Rows from a dataset:
● ● ● ●

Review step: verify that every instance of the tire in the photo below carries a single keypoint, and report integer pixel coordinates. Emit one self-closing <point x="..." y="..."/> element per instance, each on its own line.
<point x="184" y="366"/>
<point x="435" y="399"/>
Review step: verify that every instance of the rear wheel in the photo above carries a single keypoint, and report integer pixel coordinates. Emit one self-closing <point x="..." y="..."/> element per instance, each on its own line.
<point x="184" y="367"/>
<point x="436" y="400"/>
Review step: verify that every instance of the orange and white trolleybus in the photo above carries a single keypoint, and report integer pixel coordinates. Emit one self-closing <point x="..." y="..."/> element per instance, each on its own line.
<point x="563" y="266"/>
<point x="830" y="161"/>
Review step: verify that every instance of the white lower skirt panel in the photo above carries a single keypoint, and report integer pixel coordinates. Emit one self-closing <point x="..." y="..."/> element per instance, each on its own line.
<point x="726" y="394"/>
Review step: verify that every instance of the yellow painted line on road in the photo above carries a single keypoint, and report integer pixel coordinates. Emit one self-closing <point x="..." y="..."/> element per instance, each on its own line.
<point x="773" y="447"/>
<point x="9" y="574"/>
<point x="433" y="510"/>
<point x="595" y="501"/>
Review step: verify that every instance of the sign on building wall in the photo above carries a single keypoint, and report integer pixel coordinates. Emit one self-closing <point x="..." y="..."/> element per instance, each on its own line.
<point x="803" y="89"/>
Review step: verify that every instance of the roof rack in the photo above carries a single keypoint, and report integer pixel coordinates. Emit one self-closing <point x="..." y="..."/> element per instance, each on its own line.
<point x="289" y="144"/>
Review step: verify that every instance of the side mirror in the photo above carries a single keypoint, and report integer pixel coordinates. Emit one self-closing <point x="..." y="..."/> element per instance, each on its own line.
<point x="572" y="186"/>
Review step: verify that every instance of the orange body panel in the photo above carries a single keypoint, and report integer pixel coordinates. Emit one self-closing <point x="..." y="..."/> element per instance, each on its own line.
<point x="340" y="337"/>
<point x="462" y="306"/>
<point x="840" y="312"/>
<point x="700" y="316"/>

● ● ● ●

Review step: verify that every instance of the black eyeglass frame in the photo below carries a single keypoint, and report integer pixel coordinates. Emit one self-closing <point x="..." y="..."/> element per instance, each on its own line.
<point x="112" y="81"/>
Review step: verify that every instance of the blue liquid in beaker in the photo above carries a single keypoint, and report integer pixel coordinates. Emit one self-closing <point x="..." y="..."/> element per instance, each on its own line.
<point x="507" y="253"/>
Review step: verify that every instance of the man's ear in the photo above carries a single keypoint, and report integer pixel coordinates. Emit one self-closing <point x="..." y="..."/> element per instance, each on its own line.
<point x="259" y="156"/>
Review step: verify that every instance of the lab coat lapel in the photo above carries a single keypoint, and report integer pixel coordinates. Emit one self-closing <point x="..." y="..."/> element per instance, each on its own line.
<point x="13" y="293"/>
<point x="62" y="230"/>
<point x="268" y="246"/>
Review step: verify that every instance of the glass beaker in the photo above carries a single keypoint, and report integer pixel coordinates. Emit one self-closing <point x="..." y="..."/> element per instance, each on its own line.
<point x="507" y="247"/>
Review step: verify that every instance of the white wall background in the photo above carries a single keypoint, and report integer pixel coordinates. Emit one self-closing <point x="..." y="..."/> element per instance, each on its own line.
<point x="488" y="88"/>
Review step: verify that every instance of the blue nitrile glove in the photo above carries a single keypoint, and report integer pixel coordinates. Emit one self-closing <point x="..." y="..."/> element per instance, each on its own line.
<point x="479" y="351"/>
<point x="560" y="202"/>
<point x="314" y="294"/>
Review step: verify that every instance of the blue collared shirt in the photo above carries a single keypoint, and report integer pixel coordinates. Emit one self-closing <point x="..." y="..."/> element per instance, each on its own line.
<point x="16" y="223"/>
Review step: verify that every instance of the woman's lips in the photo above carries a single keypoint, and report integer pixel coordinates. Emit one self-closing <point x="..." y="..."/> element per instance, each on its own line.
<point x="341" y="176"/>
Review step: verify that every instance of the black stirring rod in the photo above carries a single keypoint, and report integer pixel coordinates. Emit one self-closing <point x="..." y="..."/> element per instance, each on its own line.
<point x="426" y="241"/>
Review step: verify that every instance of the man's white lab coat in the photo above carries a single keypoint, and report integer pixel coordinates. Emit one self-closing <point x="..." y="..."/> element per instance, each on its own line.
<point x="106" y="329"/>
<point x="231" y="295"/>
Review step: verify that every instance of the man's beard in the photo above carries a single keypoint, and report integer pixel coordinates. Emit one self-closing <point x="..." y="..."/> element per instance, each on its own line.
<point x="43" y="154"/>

● ● ● ●

▶ Set task
How many lines of the entries above contain the word "beaker"? Reply with the number alone.

▶ Response
2